I wanted to write something pithy, something exceptional on which you could rely as a touchstone for your launch into nearly utter independence. But I find that I have so much to tell you and so much to say that could serve to fill in the gaps in your young experience, that the best I could do today was to create an extemporaneous list. Here it is:
10 Things You Must Know To Succeed As A Young Human
1. Be on time. It matters.
2. Don't eat in the dark.
3. You will feel lonely sometimes. Savor those moments instead of allowing them to pull you into sadness. Those moments will become few and far between later and will be the times when you can express your inner voice without external censorship.
4. Be curious and educate yourself.
5. Don't jump to conclusions. Don't be quick to judge or to assume, neither should you dismiss. Instead, gather those cognitive end-points as elements of observation and store them for further use. Not everything is as it first appears.
6. Get plenty of exercise. You will feel better and happiness is impossible if you feel bad. Then, sleep fully, in a regular schedule that fits your brain-cycle.
7. Always pour your own drink.
8. Never carry less cash than is equal to or more than the cabfare from wherever you're going to be to wherever you'll be returning to. Relying on someone else for transportation takes away your options.
9. Don't get conned, unless you really want to.
10. Write it down.
Okay, and just one more . . .
11. Love yourself first. You are your greatest accomplishment.
Wait, there's one last one . . .
12. Call yer Dad. He's the Swiss Army Knife of human existence, has been there, done that, and will do anything he can to help you. It doesn't matter whether it's good or bad, enthusiastically upbeat or downright embarrassing, because he is your Dad and always has your best interests at heart.
There you go. You now know everything you need to. Well, okay, you don't, but you have the capacity to discover and you have the ability to make good choices if you choose to make the good choice of making good choices. Now go out there and beat the world, you world-beater, you.
I love you very much. Don't doubt it. Don't forget it. Count on it.

I miss her so much already, it's not even funny. No. Not funny at all. Good luck kid. I'm here for you and I'll be there for you as long as I live. Amen.

Wednesday, August 10, 2011

Stuff I Saw Today

Look, I know this isn't Facebook, which I despise, Facebook, that is, but I've been toying with the idea of producing a reality-based show surrounding my life. So, here are stills from today's meanderings:

 


Forget the show. It would be WAY too grim.  LOL, not.

Thursday, August 4, 2011

Cipher

I have something I must say.

Too much conflict. I dislike confrontation. I don't understand roles. Boundaries have become mobile. It's unsettling. I'm come to understand that I really don't understand anything in fundamental ways. That's a bad thing. It puts me in league with The Sheep.

Thank you. I will post this now.

Tuesday, August 2, 2011

Sentimental Reality Revisited


In a prior post, I showed you an image of what seemed like visual irony from outside my favorite post office. I was there today and it doesn't look like it's getting any better. In fact, if you look carefully enough, you can see a dead bug curled up in the middle. Sigh.

Fart

Let me be candid from the outset. This little bit of commentary will be uncomfortable for some to read. But then, if I can't elicit at least that emotion from the reader, I have no business pressing these little keys until an idea emerges, do I?

*WRITTEN EXERCISE*
Continue the blog entries above, picking up after the final sentence of the last post.

[Dataset items about object locations]
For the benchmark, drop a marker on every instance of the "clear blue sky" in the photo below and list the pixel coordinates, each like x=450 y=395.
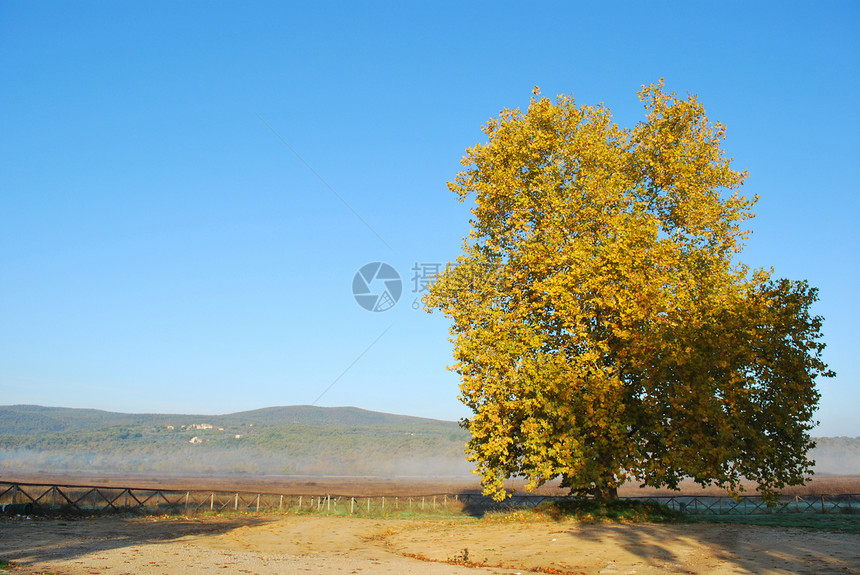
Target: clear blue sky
x=161 y=249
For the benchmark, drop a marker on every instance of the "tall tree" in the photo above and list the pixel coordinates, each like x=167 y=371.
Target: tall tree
x=603 y=331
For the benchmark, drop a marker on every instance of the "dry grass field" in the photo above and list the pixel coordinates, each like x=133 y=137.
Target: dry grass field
x=503 y=543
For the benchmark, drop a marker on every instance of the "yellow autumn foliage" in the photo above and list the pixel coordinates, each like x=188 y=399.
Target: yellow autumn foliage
x=603 y=329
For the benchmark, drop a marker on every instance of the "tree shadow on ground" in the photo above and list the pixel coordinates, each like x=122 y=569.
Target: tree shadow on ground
x=30 y=541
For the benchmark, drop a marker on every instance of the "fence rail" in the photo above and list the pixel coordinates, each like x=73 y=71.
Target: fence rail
x=26 y=498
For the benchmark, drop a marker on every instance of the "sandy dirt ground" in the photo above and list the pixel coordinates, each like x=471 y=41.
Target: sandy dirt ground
x=276 y=544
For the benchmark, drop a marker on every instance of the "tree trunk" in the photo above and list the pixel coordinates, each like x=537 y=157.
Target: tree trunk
x=606 y=493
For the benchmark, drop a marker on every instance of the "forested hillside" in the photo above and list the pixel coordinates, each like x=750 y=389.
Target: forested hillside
x=295 y=440
x=299 y=440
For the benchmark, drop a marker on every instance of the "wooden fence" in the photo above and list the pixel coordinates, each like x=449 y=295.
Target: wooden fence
x=26 y=498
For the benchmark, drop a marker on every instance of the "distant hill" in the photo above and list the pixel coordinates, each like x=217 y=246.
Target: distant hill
x=270 y=441
x=294 y=440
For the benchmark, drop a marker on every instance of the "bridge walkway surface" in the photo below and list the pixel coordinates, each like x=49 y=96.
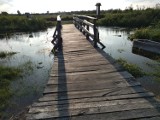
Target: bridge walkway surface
x=87 y=84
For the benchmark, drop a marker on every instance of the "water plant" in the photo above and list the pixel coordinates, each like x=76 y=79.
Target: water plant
x=7 y=75
x=131 y=68
x=4 y=54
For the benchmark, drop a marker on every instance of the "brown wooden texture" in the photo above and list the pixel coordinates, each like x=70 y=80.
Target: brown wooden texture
x=87 y=84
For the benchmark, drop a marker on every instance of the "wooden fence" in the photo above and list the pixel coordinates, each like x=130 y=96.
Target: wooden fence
x=84 y=24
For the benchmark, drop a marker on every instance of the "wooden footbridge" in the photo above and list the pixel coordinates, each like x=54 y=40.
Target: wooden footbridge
x=87 y=84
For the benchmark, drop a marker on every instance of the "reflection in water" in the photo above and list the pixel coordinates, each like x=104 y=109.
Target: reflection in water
x=144 y=53
x=121 y=47
x=36 y=50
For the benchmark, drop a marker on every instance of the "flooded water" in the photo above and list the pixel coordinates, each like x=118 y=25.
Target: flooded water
x=33 y=50
x=119 y=46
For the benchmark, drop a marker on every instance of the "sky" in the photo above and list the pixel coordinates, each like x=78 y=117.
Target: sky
x=42 y=6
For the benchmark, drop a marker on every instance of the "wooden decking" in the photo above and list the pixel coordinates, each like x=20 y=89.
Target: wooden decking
x=86 y=84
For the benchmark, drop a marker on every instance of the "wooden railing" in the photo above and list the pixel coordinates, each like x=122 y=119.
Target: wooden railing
x=84 y=23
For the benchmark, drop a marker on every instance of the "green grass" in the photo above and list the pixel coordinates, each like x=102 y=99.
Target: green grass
x=5 y=54
x=13 y=23
x=7 y=75
x=131 y=68
x=147 y=33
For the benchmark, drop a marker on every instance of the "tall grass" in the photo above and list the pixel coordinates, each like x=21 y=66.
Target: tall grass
x=7 y=75
x=152 y=33
x=12 y=23
x=130 y=18
x=131 y=68
x=4 y=54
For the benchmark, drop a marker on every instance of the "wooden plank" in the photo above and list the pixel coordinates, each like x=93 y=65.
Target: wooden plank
x=106 y=110
x=87 y=84
x=90 y=78
x=95 y=104
x=104 y=94
x=84 y=87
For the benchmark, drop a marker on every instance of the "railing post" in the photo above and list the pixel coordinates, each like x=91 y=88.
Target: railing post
x=87 y=36
x=95 y=34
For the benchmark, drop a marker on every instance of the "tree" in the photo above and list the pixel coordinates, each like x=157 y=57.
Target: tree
x=19 y=13
x=4 y=13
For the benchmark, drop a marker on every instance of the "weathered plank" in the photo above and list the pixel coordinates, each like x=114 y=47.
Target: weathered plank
x=87 y=84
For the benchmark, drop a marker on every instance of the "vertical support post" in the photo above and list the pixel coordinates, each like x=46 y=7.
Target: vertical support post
x=87 y=36
x=98 y=9
x=95 y=33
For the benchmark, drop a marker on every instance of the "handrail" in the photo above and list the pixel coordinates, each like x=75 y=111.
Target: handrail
x=84 y=23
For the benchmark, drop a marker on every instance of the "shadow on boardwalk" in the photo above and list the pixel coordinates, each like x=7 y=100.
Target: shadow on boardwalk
x=62 y=87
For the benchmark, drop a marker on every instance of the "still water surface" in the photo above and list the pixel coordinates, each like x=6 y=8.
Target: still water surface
x=37 y=50
x=119 y=46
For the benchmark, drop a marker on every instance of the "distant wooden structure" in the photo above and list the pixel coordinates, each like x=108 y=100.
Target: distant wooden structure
x=87 y=84
x=84 y=23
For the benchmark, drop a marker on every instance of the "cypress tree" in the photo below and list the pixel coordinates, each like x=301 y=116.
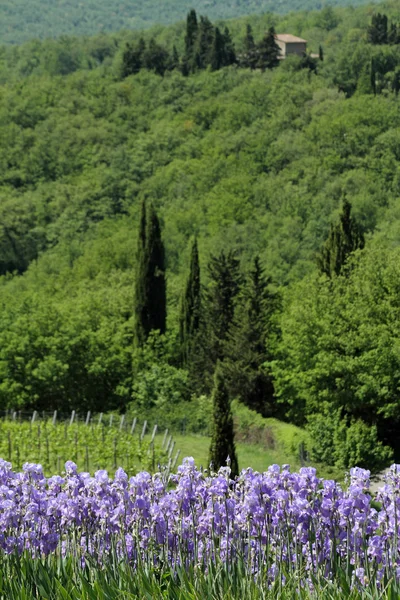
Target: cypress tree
x=189 y=320
x=204 y=45
x=344 y=238
x=247 y=349
x=217 y=57
x=222 y=442
x=132 y=58
x=268 y=51
x=225 y=283
x=217 y=314
x=150 y=290
x=249 y=56
x=230 y=53
x=378 y=30
x=156 y=58
x=190 y=40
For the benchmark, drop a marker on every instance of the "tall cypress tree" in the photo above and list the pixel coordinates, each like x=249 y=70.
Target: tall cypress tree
x=230 y=53
x=344 y=238
x=249 y=57
x=268 y=51
x=222 y=442
x=132 y=58
x=190 y=40
x=189 y=319
x=217 y=56
x=247 y=350
x=218 y=309
x=225 y=282
x=150 y=290
x=204 y=44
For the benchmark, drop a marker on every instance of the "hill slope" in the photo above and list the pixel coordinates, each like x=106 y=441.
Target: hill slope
x=254 y=162
x=22 y=20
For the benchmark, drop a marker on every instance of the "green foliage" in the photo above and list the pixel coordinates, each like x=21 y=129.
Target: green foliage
x=190 y=311
x=344 y=445
x=150 y=296
x=247 y=347
x=21 y=20
x=249 y=163
x=156 y=382
x=222 y=447
x=91 y=447
x=268 y=51
x=339 y=348
x=344 y=238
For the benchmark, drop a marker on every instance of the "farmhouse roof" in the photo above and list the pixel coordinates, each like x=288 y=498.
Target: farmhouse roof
x=288 y=38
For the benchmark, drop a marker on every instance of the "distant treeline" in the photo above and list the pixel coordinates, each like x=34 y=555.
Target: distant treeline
x=205 y=46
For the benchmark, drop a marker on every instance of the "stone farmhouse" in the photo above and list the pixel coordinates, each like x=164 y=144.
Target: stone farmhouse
x=290 y=44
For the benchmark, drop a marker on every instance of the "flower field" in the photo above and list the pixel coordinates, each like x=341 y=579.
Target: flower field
x=276 y=533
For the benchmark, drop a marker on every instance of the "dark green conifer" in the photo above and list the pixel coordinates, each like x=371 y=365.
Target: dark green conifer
x=222 y=448
x=230 y=53
x=150 y=288
x=344 y=238
x=190 y=40
x=221 y=297
x=378 y=30
x=268 y=51
x=249 y=57
x=189 y=320
x=247 y=352
x=204 y=45
x=217 y=314
x=156 y=58
x=174 y=61
x=217 y=56
x=132 y=58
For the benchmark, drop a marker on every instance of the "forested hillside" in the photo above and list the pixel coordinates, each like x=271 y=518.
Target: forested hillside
x=23 y=20
x=264 y=202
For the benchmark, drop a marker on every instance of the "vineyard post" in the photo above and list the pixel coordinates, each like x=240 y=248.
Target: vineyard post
x=164 y=439
x=143 y=431
x=121 y=424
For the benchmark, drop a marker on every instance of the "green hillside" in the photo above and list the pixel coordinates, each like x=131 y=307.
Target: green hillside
x=251 y=163
x=21 y=20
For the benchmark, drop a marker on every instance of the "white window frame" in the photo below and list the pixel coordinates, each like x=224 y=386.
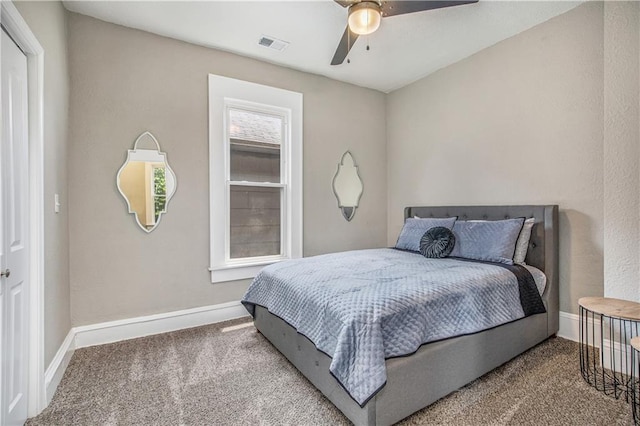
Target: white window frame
x=227 y=93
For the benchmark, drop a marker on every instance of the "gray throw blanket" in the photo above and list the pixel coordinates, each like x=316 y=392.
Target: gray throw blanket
x=362 y=307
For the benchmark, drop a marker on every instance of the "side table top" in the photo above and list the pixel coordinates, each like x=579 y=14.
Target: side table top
x=610 y=307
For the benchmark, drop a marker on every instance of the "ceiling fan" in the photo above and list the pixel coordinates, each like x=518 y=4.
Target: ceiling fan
x=365 y=16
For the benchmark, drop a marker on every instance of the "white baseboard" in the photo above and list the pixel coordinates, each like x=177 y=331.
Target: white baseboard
x=131 y=328
x=59 y=363
x=569 y=326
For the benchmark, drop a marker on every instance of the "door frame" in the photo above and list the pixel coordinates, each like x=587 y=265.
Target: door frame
x=18 y=29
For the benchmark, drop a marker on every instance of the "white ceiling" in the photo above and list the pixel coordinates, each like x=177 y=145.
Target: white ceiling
x=404 y=49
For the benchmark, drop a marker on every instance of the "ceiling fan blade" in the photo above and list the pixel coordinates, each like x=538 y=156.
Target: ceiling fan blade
x=345 y=3
x=345 y=45
x=392 y=8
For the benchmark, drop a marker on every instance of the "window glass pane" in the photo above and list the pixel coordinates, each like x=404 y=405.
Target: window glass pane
x=255 y=221
x=255 y=141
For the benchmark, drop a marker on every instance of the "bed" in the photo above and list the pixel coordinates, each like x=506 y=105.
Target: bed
x=439 y=368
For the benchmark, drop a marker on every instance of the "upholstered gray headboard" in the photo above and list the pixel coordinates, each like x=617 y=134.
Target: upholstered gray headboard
x=543 y=246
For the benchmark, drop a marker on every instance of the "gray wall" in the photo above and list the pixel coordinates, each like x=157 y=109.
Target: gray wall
x=518 y=123
x=126 y=81
x=47 y=20
x=621 y=150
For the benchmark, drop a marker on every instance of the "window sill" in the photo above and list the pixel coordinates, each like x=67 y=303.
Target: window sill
x=238 y=272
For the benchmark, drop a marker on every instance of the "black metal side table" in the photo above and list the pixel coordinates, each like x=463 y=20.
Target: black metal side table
x=634 y=387
x=606 y=328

*RESPONSE TO THIS TASK*
Farts are a fact of life. In fact, they are a proof of life, as it were, although dead people also may fart from time to time as the need, and gases of decomposition, arise. For the living, however, farts are often inopportune and a sullen inconvenience. On that point, I wonder if there is a time that represents the optimal temporal opportunity for gaseous effluence. Farts may be odoriferous or benign, gregarious or timid. I imagine that females actually do not fart at all, thus accounting for their distemperate attitude towards males who, as a group, are a notoriously gassy bunch.

There are very bad times to fart and some not-so-good moments, like during a funereal or when near an open flame. But of more concern is not the event of the fart itself, but of the quality of the fart. Yes, I believe we all know, at least us males, that there is a broad range of possibilities. Most preferable are the dry, lift-one-cheek, airy variety most like letting the air out of a camp mattress. Least desirable are sputtering, wet, acrid, short-singeing farts that give Jackson Pollack a run for his money if the derriere of the afflicted farter could be positioned perpendicular to a primed canvas of appropriate size.

In this way, farts are like lawsuits. They both begin for different reasons and at different moments in the human life-cycle. Some take a long time to produce results, and the peak of the bell curve for both farts and lawsuits represents something messy, unpleasant and unfortunate. Farts and lawsuits that can be suppressed are a win, a sort of lower abdominal settlement. But when they go all the way, the outcome is uncertain, but at least one person will be very uncomfortable and someone will have to clean up the mess.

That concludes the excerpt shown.